How to complete this task
Write out the part of the note below about putting Alice on the cover that begins with the words "You know when" and ends after "similar in shape.", keeping every word and mark unchanged.

Passage to read
....................

You know when you say something innocuous and you have no memory of it, but it makes an impression on someone else? So, yeah, that happened, and it’s how we ended up with Alice (as in Wonderland) on our cover.
We were having a preliminary conversation on how to illustrate our story on psychedelic medicine, and evidently I referred to some aspect of the project as “going down the rabbit hole.” The reference to Alice’s Adventures in Wonderland was unintentional, but it spurred one of the visual thinkers in the room, creative director Erin Sonnenschein, to start picturing its protagonist. Before this verbal thinker knew what had happened, Erin had also pointed out that a brain and a mushroom cap were similar in shape.
Cue the next meeting, wherein art director Giorgia Virgili laid out options for illustrating Alice. We flirted with surrealism and modernism before choosing a pen-and-ink style reminiscent of the Victorian original. Mercifully, Sir John Tenniel’s illustrations for Alice’s Adventures in Wonderland are out of copyright, and illustrator Craig McGill evokes them beautifully.

....................

Material provided
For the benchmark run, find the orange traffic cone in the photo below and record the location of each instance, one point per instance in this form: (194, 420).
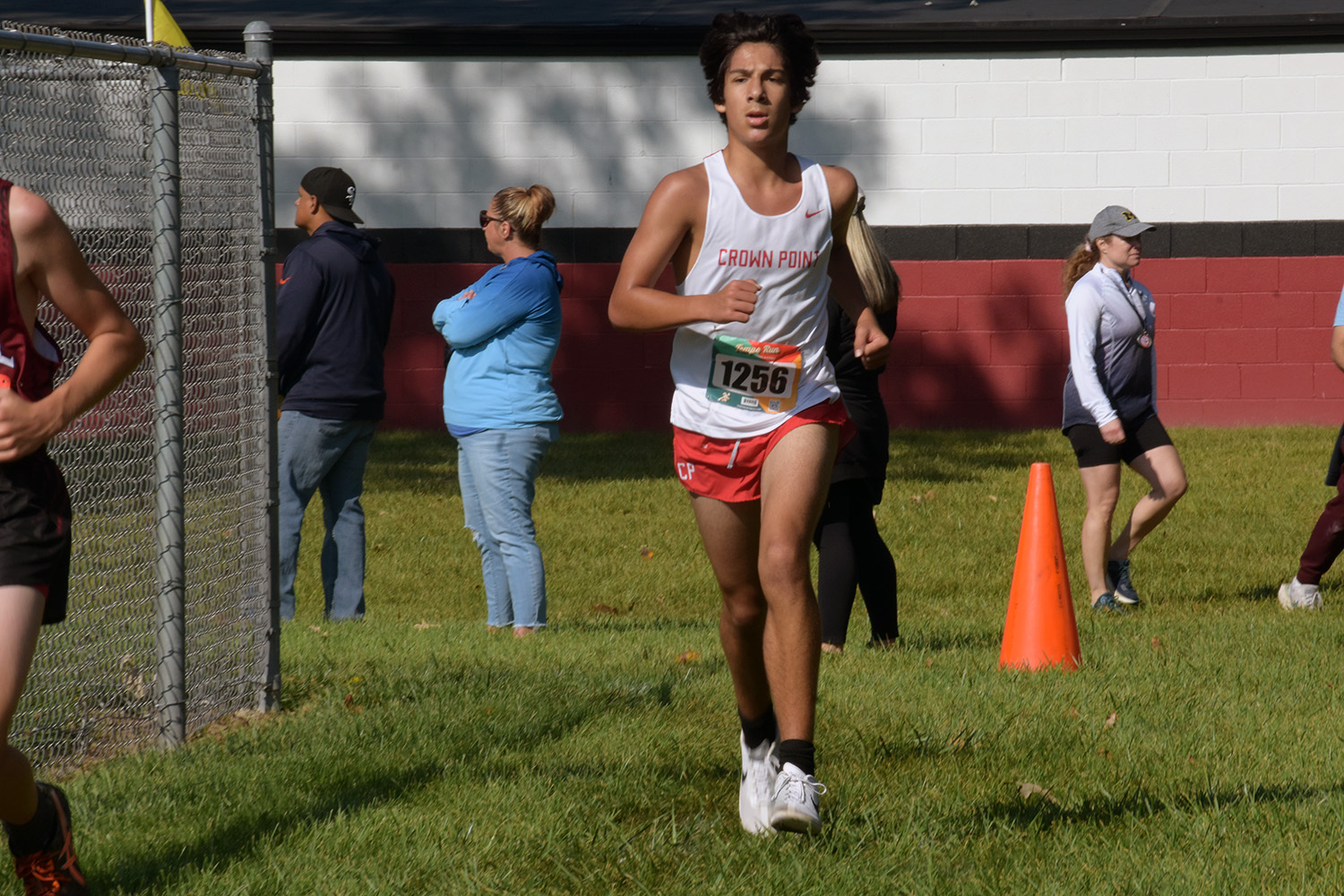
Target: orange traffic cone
(1040, 629)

....................

Result below
You know when you say something innocuous and you have no memory of it, but it makes an impression on someone else? So, yeah, that happened, and it’s how we ended up with Alice (as in Wonderland) on our cover.
We were having a preliminary conversation on how to illustrate our story on psychedelic medicine, and evidently I referred to some aspect of the project as “going down the rabbit hole.” The reference to Alice’s Adventures in Wonderland was unintentional, but it spurred one of the visual thinkers in the room, creative director Erin Sonnenschein, to start picturing its protagonist. Before this verbal thinker knew what had happened, Erin had also pointed out that a brain and a mushroom cap were similar in shape.